■ **Goal**: From the start of the records through the line containing "column 231, row 72", inclusive, rewrite the records as a two-column CSV with the columns request and points. Give one row per request, putting its text and its answer each in a single quoted field with line breaks replaced by spaces, and leave the pictures out.

─── Stored records ───

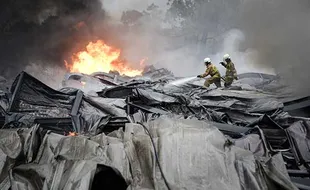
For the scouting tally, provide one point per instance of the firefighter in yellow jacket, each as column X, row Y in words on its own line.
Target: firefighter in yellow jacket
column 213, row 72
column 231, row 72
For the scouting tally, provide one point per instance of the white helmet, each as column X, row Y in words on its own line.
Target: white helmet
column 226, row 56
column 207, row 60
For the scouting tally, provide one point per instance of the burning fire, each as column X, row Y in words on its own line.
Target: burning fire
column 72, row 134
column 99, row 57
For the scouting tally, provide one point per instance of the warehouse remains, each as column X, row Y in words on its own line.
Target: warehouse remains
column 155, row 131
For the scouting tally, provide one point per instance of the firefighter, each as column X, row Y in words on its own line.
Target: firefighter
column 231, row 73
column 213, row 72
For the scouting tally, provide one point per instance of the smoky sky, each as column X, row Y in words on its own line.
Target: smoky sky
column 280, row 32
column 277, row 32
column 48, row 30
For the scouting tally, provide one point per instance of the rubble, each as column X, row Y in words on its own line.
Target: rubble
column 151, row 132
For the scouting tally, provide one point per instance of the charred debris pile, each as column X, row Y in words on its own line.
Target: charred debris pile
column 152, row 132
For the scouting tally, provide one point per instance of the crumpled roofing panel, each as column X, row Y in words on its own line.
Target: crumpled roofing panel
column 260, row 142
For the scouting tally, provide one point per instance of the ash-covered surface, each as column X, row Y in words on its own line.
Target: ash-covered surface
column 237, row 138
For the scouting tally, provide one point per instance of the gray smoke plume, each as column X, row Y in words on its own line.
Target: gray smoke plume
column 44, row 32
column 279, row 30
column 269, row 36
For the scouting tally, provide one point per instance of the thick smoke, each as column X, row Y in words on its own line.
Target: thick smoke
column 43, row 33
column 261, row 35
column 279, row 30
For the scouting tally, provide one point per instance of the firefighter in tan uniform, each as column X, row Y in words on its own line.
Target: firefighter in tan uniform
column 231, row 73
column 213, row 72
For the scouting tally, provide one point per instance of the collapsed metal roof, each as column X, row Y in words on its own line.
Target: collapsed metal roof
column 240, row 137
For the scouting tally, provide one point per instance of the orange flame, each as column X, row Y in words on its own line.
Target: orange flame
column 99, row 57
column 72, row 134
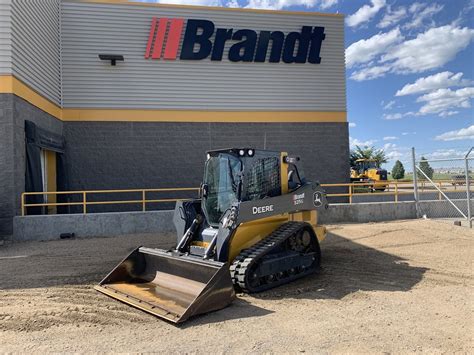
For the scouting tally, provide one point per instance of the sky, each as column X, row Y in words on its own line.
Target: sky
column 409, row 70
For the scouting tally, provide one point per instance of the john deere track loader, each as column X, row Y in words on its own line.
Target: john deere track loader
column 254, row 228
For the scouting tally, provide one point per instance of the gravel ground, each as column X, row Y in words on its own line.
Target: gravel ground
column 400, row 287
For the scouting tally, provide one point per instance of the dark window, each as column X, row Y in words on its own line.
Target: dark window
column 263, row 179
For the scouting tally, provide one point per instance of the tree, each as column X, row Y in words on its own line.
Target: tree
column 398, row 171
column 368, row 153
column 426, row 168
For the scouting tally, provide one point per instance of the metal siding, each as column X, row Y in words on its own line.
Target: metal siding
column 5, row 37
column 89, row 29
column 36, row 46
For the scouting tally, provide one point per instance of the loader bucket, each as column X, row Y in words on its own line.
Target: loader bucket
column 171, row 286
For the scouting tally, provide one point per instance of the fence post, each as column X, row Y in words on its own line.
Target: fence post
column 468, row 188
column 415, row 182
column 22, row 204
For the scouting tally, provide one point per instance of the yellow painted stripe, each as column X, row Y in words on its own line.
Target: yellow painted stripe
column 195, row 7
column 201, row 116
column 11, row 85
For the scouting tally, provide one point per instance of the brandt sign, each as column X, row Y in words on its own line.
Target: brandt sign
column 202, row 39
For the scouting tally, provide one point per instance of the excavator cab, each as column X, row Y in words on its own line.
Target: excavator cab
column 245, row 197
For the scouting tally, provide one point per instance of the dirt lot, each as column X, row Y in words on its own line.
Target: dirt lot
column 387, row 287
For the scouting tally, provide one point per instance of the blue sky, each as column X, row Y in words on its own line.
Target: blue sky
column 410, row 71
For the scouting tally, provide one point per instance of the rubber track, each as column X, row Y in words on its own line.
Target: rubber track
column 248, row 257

───

■ **Task solution**:
request,points
"For the scouting tally, provide one point per instance of the firefighter in yellow jacket, each as column X, row Y in words on its own line. Target: firefighter in yellow jacket","column 213, row 72 column 231, row 72"